── DOCUMENT TEXT

Reputation: 143
I am trying to parse through URLs using Ruby and return the URLs that match a word after the "/" in .com , .org , etc.
If I am trying to capture "questions" in a URL such as
https://stackoverflow.com/questions
I also want to be able to capture https://stackoverflow.com/blah/questions
. But I do not want to capture https://stackoverflow.com/queStioNs
.
Currently my expression can match https://stackoverflow.com/questions
but cannot match with "questions" after another "/", or 2 "/"s, etc.
The end of my regular expression is using \bquestions\
.
I tried doing ([a-zA-Z]+\W{1}+\bjob\b|\bjob\b)
but this only gets me URLs with /questions
and /blah/questions
but not /blah/bleh/questions
.
What am I doing wrong and how do I match what I need?
Upvotes: 0
Views: 282
Reputation: 6918
I don't know whether there is any simple way around, here is my solution:
regexp = '^(https|http)?:\/\/[\w]+\.(com|org|edu)(\/{1}[a-z]+)*$'
group_length = "https://stackoverflow.com/blah/questions".match(regexp).length
"https://stackoverflow.com/blah/questions".match(regexp)[group_length - 1].gsub("/","")
It will return 'questions'
.
Update as per you comments below:
use [\S]*(\/questions){1}$
Hope it helps :)
Upvotes: 0
Reputation: 4056
You don't actually need a regex for this, you can instead use the URI module:
require 'uri'
urls = ['https://stackoverflow.com/blah/questions', 'https://stackoverflow.com/queStioNs']
urls.each do |url|
the_path = URI(url).path
puts the_path if the_path.include?'questions'
end
Upvotes: 4

────
── SOURCE EXCERPT

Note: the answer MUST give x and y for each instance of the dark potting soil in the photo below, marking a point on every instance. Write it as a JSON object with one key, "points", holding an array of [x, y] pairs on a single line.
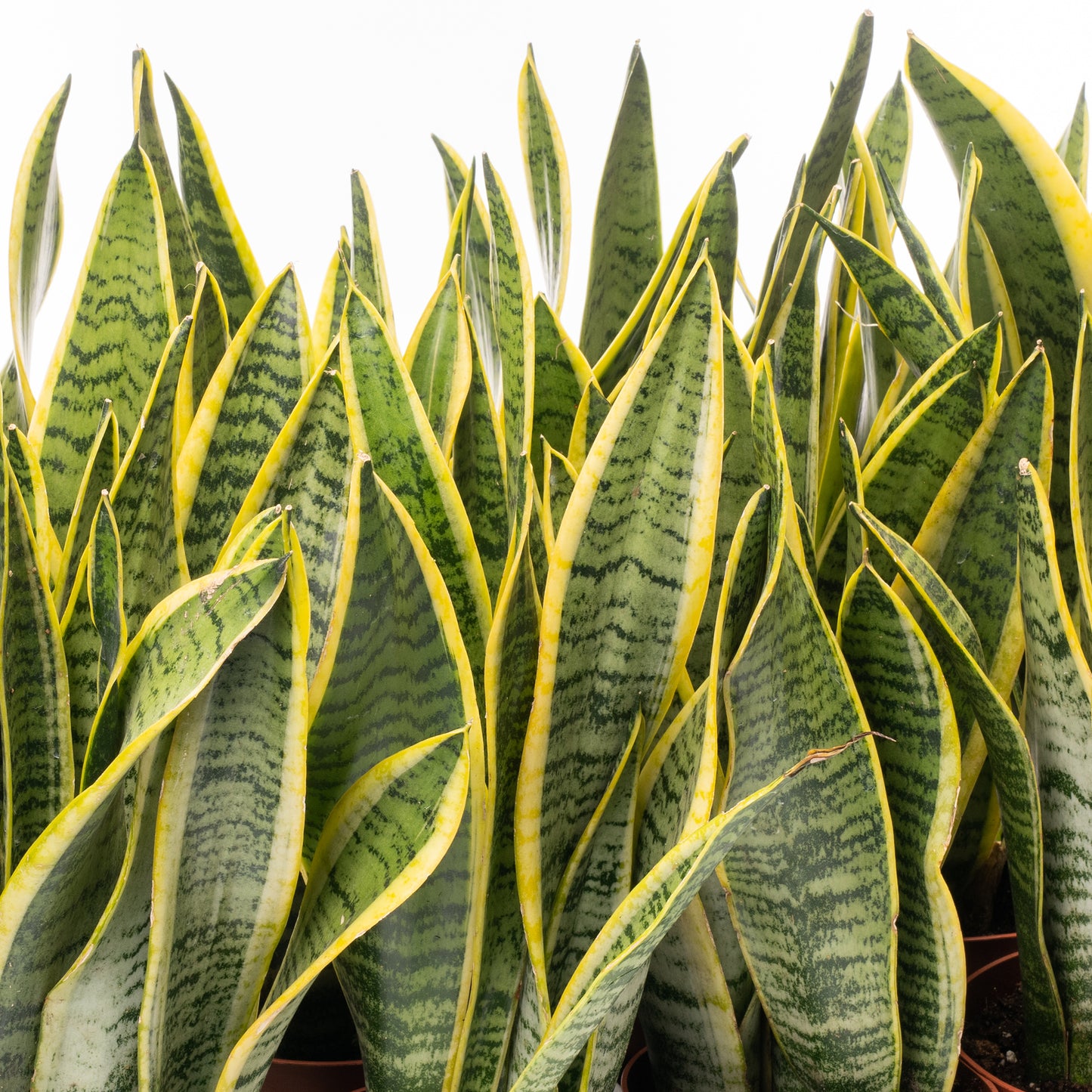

────

● TO BE DONE:
1. Answer these questions about the thread, one per line:
(a) Which URL does the asker not want to capture?
(b) What pattern does the first answer offer in its update?
(c) Which Ruby module does the second answer recommend in place of a regex?
2. Extract the passage from the thread starting at "Currently my expression" and ending at "what I need?".
3. Rewrite the paragraph of the thread that begins "Currently my expression" in a shorter form, keeping its main facts.

● SOLUTIONS BELOW:
1.
(a) https://stackoverflow.com/queStioNs
(b) [\S]*(\/questions){1}$
(c) The URI module

2.
Currently my expression can match https://stackoverflow.com/questions
but cannot match with "questions" after another "/", or 2 "/"s, etc.
The end of my regular expression is using \bquestions\
.
I tried doing ([a-zA-Z]+\W{1}+\bjob\b|\bjob\b)
but this only gets me URLs with /questions
and /blah/questions
but not /blah/bleh/questions
.
What am I doing wrong and how do I match what I need?

3. The current expression matches https://stackoverflow.com/questions but fails when "questions" comes after one or two further "/" segments.